━━ Selected passage

Every Tuesday, discriminating viewers are confronted with a flurry of choices: new releases on disc and on demand, vintage and original movies on any number of streaming platforms, catalogue titles making a splash on Blu-ray or 4K. This twice-monthly column sifts through all of those choices to pluck out the movies most worth your time, no matter how you’re watching.
PICK OF THE WEEK:
Twin Peaks: Fire Walk With Me: When David Lynch was promoting the Twin Peaks revival, he hinted (warned?) that this 1992 follow-up/prequel/expansion of the original series – newly upgraded to 4K by the Criterion Collection – was “very important” to its return. It made sense; since its release, he had pivoted into the formal experimentation of Lost Highway, Mulholland Dr., and Inland Empire that had as much (if not more) to do with season three as seasons one and two. Now, taking them together, you can see him working his way up to The Return, a quarter-century in advance – specifically the way he fuses television and film, using the devices of each medium to keep the other at bay, and how he here bursts from the broadcast limits that were similarly moot on Showtime. Fire Walk With Me was roundly dismissed upon its release; as with most things Lynch-related, it was merely ahead of its time. (Includes “The Missing Pieces” deleted and alternate scenes compilation, interviews, and trailers.)

━━━━
━━ Data lines

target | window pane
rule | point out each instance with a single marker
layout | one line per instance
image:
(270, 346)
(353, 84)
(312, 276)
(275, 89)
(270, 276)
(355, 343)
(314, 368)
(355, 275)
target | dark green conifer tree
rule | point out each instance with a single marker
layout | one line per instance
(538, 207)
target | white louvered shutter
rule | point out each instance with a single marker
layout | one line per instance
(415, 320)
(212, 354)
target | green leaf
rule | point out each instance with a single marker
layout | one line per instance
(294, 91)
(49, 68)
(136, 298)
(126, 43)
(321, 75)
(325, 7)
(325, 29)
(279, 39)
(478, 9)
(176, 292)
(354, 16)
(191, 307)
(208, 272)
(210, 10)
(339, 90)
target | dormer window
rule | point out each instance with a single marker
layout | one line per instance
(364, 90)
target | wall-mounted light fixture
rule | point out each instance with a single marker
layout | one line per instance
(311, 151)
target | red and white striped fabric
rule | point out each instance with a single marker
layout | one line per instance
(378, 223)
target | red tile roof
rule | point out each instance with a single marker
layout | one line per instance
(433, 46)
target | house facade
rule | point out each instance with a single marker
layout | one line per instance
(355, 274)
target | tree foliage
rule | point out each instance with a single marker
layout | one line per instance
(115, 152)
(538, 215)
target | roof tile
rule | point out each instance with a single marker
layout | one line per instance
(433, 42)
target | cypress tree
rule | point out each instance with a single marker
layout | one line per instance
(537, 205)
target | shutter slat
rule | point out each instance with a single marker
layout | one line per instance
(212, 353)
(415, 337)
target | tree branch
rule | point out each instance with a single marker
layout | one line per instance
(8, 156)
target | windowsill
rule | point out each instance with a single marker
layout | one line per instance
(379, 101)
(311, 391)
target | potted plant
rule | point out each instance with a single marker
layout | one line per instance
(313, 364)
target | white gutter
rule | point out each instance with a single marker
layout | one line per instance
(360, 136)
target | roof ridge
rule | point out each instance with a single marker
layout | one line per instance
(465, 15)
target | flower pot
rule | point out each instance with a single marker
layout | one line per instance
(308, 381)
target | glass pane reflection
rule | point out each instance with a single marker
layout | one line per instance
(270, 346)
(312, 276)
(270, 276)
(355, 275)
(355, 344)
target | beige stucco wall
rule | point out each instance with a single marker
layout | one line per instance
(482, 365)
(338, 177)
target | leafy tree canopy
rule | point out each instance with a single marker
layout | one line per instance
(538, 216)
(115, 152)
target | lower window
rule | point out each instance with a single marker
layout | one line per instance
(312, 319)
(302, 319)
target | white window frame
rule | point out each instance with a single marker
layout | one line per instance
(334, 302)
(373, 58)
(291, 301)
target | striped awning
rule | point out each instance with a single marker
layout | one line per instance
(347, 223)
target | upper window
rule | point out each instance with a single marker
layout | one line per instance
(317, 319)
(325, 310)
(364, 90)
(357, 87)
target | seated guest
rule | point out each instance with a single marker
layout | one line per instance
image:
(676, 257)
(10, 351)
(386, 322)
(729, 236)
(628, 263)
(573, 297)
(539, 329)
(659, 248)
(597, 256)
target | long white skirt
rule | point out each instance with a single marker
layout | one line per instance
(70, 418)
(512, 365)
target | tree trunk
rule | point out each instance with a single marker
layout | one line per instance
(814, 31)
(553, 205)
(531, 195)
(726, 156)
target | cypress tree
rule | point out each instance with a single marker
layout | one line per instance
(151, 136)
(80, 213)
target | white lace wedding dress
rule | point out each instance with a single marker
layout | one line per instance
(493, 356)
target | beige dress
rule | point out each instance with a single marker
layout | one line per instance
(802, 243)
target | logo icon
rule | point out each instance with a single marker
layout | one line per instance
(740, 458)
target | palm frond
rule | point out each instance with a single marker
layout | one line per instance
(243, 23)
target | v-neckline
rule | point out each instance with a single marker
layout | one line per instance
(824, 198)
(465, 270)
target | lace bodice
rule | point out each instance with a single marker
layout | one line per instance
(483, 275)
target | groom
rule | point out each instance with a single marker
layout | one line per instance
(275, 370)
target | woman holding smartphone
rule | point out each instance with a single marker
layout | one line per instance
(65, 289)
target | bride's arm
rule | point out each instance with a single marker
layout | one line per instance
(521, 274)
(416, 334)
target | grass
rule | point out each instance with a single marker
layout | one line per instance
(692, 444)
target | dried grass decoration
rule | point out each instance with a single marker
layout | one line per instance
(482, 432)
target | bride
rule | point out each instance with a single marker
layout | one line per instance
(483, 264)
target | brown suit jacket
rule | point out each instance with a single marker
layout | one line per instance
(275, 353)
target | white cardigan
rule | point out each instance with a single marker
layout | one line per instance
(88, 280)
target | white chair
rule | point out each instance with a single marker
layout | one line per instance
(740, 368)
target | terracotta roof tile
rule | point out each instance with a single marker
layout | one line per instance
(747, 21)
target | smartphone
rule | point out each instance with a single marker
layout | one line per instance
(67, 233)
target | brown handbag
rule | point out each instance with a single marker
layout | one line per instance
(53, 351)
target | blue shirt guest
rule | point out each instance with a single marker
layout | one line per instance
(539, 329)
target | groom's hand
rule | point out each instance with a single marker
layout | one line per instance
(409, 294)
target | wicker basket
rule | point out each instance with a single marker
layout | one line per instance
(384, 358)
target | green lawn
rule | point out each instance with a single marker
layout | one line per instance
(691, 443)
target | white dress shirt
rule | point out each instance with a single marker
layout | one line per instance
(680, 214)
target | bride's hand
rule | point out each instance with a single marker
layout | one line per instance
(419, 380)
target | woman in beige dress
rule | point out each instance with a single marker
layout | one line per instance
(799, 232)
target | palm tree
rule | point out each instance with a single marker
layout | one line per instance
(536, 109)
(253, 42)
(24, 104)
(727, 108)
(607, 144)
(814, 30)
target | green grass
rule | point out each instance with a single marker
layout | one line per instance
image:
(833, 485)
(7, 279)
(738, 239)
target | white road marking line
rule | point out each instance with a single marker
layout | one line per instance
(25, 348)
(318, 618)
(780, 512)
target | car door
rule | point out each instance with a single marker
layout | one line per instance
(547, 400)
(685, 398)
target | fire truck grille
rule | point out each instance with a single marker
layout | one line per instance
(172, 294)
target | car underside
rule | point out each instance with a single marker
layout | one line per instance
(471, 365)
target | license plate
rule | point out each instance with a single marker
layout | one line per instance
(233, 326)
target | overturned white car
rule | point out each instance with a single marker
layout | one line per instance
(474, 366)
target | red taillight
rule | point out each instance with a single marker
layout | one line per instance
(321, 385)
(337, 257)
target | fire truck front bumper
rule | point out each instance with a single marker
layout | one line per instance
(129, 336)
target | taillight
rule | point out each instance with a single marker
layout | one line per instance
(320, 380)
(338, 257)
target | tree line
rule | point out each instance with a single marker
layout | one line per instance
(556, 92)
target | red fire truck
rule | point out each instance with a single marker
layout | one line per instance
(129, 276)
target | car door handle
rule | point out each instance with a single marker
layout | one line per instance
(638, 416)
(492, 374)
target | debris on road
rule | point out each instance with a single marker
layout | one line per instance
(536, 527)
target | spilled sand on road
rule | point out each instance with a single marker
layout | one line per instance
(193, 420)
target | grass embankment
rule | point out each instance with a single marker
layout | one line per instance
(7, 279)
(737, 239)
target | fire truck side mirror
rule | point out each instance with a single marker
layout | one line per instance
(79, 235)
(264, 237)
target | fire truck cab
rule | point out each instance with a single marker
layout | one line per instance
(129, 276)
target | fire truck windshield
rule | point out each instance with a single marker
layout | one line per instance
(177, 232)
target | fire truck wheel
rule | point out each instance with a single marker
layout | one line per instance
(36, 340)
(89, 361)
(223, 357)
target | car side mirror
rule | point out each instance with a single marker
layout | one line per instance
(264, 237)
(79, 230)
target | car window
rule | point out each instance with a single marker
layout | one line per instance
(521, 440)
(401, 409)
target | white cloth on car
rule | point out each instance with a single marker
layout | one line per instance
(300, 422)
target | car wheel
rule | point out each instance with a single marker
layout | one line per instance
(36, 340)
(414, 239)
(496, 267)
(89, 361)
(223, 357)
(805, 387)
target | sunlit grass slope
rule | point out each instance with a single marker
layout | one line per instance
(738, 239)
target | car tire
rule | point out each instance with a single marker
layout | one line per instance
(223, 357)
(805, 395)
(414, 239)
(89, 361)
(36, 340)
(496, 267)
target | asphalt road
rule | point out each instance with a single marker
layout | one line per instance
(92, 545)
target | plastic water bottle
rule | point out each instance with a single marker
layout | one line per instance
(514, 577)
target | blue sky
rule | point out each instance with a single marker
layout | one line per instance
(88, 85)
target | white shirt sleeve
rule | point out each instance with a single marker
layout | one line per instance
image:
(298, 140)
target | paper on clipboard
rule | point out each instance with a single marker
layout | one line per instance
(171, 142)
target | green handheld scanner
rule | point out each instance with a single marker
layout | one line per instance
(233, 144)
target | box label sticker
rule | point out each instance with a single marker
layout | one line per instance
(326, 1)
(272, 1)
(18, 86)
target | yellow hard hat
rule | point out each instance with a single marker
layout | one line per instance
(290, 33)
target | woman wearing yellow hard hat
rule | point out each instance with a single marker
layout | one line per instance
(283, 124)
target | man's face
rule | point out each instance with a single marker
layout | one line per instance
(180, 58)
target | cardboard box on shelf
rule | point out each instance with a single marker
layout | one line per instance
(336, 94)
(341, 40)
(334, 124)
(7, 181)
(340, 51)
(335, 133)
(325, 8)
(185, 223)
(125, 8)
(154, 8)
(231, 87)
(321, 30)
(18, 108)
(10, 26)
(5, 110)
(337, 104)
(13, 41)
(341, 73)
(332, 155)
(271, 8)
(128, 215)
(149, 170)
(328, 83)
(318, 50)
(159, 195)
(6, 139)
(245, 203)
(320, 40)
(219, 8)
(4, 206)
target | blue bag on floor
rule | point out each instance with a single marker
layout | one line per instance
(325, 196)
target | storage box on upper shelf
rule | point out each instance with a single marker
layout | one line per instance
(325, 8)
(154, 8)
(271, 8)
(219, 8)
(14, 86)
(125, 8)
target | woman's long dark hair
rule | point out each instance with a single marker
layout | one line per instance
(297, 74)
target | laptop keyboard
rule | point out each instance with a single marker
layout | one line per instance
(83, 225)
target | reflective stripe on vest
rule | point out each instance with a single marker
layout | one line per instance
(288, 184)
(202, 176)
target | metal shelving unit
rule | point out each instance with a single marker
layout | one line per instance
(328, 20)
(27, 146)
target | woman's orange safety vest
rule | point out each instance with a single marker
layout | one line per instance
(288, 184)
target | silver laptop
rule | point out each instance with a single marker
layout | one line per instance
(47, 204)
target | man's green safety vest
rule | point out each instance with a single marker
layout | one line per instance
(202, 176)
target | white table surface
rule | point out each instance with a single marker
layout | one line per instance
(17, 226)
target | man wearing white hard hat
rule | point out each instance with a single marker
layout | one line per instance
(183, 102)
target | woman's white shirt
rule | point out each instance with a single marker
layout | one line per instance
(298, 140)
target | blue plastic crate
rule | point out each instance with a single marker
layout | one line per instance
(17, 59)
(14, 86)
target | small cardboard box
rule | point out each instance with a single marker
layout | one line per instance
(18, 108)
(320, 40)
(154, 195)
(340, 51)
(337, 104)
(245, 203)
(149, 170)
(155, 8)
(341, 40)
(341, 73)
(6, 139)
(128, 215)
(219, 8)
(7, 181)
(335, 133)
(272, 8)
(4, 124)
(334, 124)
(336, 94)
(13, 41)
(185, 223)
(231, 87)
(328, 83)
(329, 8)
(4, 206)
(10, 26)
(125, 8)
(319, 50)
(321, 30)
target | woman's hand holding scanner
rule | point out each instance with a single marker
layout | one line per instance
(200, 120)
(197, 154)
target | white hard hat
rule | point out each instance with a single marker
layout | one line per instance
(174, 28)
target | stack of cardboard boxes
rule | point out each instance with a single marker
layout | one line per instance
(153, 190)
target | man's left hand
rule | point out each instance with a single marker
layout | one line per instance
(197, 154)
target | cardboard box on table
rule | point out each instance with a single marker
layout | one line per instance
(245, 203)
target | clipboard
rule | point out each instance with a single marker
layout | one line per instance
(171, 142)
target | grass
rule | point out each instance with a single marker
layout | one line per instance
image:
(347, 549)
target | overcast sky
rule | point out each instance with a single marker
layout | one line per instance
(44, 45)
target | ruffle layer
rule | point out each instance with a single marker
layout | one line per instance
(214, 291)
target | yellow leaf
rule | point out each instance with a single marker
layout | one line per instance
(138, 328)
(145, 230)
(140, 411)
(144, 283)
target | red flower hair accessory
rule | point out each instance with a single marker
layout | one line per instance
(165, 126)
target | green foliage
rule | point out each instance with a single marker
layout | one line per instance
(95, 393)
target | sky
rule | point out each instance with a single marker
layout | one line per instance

━━━━

● **Set exercise 1**:
In the Fire Walk With Me column, who upgraded the film to 4K?
● **Set exercise 2**:
Repeat everything in the Fire Walk With Me column from "Every Tuesday, discriminating" down to "how you’re watching.".
● **Set exercise 3**:
Sum up the Fire Walk With Me column in two sentences.

● **Output 1**:
The Criterion Collection

● **Output 2**:
Every Tuesday, discriminating viewers are confronted with a flurry of choices: new releases on disc and on demand, vintage and original movies on any number of streaming platforms, catalogue titles making a splash on Blu-ray or 4K. This twice-monthly column sifts through all of those choices to pluck out the movies most worth your time, no matter how you’re watching.

● **Output 3**:
This twice-monthly column picks the movies most worth watching from the flood of Tuesday releases, and its pick of the week is Twin Peaks: Fire Walk With Me, newly upgraded to 4K by the Criterion Collection. David Lynch called the 1992 film "very important" to the Twin Peaks revival, and though it was roundly dismissed on release, it shows him working his way up to The Return by fusing television and film.